YOUR ASSIGNMENT:
Among the entries below, take the line with "Every instance of the sputnik" and the line with "Target: small framed artwork", and output them and every line between them exactly, with nothing else.

Records from a dataset

BEGIN

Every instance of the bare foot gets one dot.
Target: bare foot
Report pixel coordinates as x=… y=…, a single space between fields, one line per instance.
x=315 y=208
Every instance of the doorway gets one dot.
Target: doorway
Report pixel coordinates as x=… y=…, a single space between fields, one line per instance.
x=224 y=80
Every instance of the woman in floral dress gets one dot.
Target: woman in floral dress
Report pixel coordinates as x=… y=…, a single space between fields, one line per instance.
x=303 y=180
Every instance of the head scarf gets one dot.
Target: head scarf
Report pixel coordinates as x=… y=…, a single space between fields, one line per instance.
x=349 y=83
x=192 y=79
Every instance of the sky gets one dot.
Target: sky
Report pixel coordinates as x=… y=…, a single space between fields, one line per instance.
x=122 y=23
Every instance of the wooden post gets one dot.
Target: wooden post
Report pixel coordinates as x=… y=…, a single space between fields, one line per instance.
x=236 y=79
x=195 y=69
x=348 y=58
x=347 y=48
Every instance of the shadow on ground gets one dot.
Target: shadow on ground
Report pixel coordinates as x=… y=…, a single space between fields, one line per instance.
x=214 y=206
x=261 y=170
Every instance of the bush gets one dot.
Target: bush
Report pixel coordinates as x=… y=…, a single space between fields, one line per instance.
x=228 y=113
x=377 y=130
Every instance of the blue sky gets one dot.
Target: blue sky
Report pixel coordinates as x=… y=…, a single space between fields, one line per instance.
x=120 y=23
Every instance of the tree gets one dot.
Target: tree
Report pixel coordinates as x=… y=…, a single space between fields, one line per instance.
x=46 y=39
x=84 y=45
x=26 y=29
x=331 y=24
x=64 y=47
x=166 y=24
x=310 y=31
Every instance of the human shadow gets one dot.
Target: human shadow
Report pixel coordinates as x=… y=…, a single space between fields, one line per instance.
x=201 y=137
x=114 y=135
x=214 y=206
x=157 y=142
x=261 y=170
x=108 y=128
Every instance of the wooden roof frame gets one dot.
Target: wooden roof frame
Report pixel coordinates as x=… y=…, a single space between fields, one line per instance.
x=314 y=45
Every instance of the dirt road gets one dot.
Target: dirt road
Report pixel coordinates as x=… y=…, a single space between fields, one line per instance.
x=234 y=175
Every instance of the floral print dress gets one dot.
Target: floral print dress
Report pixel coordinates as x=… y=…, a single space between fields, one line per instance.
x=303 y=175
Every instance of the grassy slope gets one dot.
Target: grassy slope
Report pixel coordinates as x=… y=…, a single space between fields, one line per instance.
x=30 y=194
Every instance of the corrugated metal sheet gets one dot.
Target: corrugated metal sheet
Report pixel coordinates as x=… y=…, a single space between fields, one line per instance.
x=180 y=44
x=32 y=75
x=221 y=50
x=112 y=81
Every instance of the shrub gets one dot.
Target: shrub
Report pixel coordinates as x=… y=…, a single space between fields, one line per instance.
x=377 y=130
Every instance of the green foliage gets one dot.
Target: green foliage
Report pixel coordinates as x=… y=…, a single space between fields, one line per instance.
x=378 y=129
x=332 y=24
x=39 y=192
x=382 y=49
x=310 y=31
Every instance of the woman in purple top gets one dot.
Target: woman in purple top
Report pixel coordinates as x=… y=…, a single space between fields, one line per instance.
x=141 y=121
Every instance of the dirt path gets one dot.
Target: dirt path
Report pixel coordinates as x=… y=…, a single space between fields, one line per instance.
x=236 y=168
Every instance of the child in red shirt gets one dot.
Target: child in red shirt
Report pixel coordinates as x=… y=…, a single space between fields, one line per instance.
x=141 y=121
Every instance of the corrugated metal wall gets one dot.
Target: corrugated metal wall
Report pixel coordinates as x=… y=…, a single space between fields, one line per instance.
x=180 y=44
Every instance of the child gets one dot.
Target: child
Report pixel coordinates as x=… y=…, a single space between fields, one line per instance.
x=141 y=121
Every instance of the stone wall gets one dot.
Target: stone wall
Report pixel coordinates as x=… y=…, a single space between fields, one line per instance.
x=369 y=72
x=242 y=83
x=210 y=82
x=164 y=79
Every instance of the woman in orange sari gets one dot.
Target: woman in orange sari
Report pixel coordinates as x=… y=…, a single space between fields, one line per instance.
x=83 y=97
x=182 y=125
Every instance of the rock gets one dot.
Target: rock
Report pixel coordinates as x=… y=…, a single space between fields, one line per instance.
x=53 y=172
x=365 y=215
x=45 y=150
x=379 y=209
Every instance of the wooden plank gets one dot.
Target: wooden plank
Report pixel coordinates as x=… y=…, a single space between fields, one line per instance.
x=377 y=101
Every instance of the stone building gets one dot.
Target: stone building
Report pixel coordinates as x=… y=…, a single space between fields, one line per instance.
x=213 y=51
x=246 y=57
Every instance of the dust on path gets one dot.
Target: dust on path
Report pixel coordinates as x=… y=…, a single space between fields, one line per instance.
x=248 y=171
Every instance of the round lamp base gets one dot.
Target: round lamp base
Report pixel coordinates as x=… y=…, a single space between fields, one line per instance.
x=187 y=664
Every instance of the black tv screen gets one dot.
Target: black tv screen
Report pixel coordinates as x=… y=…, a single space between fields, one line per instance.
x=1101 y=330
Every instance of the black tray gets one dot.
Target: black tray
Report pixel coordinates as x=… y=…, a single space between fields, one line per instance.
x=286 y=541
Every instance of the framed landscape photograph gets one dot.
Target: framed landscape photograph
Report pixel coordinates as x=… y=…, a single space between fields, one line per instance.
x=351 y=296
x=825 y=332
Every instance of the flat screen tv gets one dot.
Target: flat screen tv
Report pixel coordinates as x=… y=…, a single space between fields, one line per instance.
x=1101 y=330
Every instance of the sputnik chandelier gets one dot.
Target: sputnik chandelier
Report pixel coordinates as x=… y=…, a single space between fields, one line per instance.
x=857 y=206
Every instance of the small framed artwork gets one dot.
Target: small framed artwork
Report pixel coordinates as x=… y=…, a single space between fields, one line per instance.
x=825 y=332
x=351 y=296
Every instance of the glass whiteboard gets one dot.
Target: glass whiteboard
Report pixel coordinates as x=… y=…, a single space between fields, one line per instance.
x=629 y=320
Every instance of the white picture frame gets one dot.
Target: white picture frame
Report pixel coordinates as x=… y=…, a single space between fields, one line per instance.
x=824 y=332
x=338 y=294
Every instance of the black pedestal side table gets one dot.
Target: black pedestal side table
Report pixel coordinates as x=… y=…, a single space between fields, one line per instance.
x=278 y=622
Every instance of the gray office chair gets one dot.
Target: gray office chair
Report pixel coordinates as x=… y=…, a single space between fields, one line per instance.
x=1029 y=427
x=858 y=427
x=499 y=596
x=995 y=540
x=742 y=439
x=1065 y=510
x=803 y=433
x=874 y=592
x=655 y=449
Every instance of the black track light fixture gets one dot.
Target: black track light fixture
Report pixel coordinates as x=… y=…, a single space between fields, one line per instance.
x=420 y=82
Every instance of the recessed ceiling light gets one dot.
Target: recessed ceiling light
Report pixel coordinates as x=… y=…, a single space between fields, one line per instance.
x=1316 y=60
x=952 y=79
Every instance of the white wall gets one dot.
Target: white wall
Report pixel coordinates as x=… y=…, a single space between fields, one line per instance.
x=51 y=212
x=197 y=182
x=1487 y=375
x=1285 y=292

END

SOLVED PROBLEM:
Every instance of the sputnik chandelier gets one dot.
Target: sputnik chandelier
Report pixel coordinates as x=… y=…, a single space between fields, one line per instance.
x=857 y=206
Every instance of the small framed artwork gets one dot.
Target: small framed artwork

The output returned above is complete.